Part of a data file:
▼▼▼

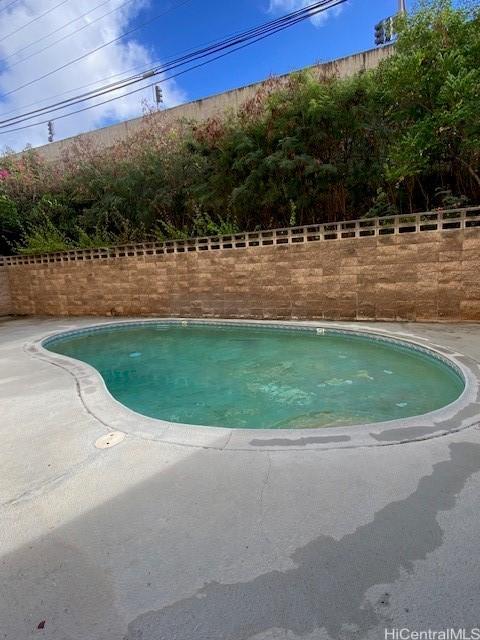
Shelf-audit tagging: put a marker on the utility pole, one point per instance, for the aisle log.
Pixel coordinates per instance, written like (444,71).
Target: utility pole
(385,29)
(51,131)
(158,96)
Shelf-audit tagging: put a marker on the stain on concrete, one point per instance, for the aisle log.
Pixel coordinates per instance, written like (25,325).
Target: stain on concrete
(404,433)
(288,442)
(328,586)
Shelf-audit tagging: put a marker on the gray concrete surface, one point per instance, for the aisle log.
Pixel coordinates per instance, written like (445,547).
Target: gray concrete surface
(157,541)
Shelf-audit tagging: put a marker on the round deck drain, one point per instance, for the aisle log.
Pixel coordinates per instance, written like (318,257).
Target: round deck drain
(110,440)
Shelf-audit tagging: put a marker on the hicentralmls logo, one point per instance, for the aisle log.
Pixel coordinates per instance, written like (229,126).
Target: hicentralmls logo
(431,634)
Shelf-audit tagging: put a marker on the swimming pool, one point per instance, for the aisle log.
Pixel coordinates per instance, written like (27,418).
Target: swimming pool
(257,377)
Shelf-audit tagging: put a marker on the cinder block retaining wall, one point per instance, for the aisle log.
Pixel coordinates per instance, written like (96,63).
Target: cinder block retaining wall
(424,275)
(5,300)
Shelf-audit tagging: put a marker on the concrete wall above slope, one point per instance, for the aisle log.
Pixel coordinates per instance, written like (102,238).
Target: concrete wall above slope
(213,105)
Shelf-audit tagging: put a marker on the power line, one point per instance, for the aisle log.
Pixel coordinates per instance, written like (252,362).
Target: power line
(89,53)
(9,5)
(67,24)
(271,26)
(115,75)
(34,19)
(319,7)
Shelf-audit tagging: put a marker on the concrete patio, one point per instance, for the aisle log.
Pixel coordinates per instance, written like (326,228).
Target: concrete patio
(149,540)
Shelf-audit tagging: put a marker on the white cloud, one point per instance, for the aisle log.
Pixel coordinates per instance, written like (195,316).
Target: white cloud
(114,59)
(286,6)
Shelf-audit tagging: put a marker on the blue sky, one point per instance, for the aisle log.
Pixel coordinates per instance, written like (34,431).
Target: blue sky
(39,36)
(348,32)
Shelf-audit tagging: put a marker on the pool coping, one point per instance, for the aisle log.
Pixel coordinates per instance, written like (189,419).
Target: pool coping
(116,417)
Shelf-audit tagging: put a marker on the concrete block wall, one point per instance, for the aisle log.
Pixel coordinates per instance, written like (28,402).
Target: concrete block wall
(423,276)
(5,299)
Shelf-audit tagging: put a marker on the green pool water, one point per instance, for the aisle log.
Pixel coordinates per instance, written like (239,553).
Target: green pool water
(262,378)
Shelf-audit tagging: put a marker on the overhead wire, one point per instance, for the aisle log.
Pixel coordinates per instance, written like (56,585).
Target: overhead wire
(63,26)
(92,51)
(255,35)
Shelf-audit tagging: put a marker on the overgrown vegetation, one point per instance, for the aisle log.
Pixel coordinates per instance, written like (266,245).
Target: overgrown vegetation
(402,138)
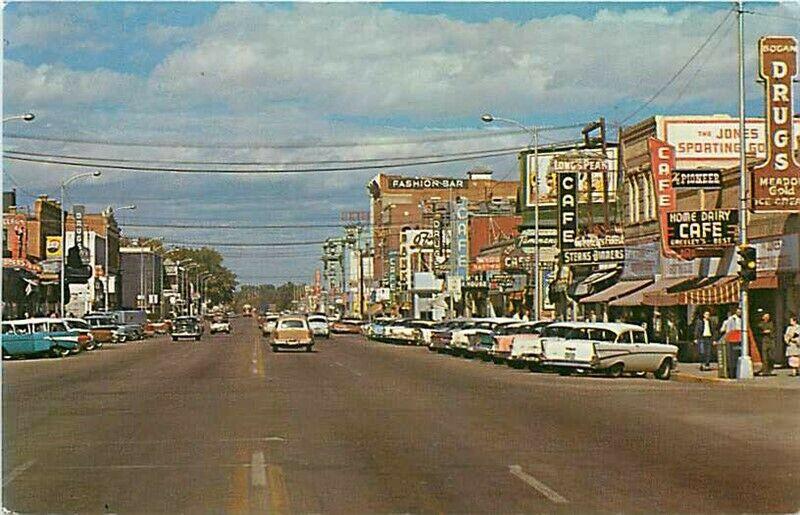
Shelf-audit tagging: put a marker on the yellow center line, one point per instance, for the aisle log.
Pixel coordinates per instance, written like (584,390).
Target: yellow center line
(278,495)
(238,498)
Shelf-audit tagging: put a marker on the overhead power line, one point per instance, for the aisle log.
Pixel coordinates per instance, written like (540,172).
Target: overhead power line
(89,162)
(223,145)
(679,72)
(257,171)
(242,244)
(255,163)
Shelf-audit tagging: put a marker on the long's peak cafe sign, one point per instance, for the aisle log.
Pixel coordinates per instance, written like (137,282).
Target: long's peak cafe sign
(776,182)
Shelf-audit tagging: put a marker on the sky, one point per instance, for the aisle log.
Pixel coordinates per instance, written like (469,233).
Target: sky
(232,81)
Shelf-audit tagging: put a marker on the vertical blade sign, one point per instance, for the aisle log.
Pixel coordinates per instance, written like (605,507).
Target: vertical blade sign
(567,209)
(662,162)
(776,182)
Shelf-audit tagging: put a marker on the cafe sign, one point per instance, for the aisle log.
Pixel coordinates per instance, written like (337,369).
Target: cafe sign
(776,182)
(689,231)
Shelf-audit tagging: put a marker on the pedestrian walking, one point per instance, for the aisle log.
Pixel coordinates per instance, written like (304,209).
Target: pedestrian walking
(704,338)
(767,341)
(731,335)
(792,340)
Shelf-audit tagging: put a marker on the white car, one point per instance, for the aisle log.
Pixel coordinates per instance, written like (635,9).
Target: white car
(319,325)
(477,338)
(610,348)
(269,324)
(220,326)
(526,349)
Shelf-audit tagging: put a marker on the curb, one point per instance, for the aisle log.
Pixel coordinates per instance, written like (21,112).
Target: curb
(683,377)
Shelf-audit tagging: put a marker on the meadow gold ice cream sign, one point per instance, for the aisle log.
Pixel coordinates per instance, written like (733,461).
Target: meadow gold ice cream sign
(776,182)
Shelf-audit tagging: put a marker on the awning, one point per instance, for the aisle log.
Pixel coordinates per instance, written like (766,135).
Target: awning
(767,281)
(715,290)
(584,287)
(637,298)
(616,291)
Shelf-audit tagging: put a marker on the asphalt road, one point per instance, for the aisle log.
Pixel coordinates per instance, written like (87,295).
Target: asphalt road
(225,425)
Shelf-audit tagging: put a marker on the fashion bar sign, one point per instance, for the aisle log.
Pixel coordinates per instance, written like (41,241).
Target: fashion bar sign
(776,182)
(692,229)
(426,183)
(567,209)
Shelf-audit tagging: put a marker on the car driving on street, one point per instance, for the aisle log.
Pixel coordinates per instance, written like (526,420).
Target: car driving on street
(292,332)
(319,325)
(186,328)
(220,325)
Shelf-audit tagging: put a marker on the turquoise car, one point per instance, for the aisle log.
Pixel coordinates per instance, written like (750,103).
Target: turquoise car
(38,337)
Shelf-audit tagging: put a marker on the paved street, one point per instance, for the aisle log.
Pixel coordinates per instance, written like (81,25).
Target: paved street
(226,425)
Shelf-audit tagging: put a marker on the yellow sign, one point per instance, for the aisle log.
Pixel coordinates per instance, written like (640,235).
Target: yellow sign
(53,247)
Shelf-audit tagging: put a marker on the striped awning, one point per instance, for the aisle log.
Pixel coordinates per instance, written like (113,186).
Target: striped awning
(716,290)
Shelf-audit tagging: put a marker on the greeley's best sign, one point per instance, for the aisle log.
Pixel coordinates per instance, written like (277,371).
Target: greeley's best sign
(776,182)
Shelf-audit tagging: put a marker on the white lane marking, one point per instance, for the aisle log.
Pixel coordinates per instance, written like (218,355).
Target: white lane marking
(152,442)
(14,474)
(540,487)
(359,374)
(258,470)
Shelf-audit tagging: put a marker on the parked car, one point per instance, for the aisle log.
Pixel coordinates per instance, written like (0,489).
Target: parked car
(526,349)
(503,341)
(319,325)
(158,327)
(347,326)
(292,331)
(468,341)
(612,349)
(443,334)
(220,325)
(377,327)
(131,323)
(186,327)
(104,327)
(38,337)
(269,324)
(79,325)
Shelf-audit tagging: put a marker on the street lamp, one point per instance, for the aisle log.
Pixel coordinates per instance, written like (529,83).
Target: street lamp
(534,132)
(108,212)
(64,185)
(27,117)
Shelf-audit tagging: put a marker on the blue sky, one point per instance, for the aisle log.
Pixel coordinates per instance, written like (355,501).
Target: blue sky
(313,73)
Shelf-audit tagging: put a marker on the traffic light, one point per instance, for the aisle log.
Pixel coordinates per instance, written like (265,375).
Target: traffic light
(747,263)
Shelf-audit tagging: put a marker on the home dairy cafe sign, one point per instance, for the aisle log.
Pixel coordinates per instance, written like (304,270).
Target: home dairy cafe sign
(776,182)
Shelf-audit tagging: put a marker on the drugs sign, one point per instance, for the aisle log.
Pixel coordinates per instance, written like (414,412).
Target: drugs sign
(691,229)
(776,182)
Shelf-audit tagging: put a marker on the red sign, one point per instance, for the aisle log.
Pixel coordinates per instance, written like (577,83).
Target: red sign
(776,182)
(662,162)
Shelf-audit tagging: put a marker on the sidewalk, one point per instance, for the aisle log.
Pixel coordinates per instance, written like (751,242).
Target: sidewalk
(690,373)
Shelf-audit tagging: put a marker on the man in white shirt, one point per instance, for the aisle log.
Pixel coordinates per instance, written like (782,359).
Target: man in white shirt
(704,338)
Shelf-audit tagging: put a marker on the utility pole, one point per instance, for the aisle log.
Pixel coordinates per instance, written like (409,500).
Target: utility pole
(744,366)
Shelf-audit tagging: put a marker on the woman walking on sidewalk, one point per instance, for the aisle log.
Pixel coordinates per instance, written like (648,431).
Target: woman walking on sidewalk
(767,343)
(792,340)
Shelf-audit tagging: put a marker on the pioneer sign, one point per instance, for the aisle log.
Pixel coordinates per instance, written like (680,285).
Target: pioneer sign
(776,182)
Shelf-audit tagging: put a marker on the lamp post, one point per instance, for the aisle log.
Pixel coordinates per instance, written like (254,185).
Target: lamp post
(27,117)
(744,365)
(64,185)
(534,132)
(109,212)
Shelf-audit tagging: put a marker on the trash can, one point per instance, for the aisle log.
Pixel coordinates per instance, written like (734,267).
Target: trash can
(722,359)
(732,343)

▲▲▲

• **To do**
Quote, without any change, each line from the one that contains "Shelf-audit tagging: put a marker on the drugs" through the end of the material.

• **Answer to this exercise**
Shelf-audit tagging: put a marker on the drugs sign, one point per instance, for the aisle log.
Pixel coordinates per instance, written like (414,412).
Target: drugs sign
(691,229)
(776,182)
Shelf-audit tagging: put a marker on the red sign, one point per instance, for the aisle log.
Pixel coordinates per instance, written like (577,83).
Target: red sign
(776,182)
(662,162)
Shelf-audit tagging: put a marker on the sidewalk, one point per instance, for the aisle log.
Pixel coordinates per instance, written like (751,242).
Target: sidewalk
(690,373)
Shelf-audit tagging: put a marker on the man in white shirt, one point per instance, for the aisle log.
Pixel coordinates per instance, written like (782,359).
Target: man in white shirt
(704,338)
Shelf-audit tagging: put a marker on the utility pole, one point per instance, for the aisle log.
Pixel coordinates per instance, written like (409,500).
Target: utility pole
(744,366)
Shelf-audit tagging: put a marker on the woman walking on sidewalk, one point per instance, for the aisle log.
Pixel coordinates per instance, written like (648,431).
Target: woman walking on sidewalk
(767,343)
(792,340)
Shelf-audit tagging: put a marker on the pioneer sign, one point per instance, for the aisle log.
Pixel coordinates per instance, written like (680,285).
Target: pioneer sign
(776,182)
Shelf-audit tagging: put a marker on the lamp post, one point per instance, for the aisle log.
Pixel coordinates per instance, written like (254,185).
Target: lamp post
(27,117)
(744,365)
(64,185)
(534,132)
(109,212)
Shelf-audit tagging: put a marker on the trash can, one point per instance, for the aisle log.
Pixel coordinates per instance, written like (734,267).
Target: trash can
(722,359)
(732,343)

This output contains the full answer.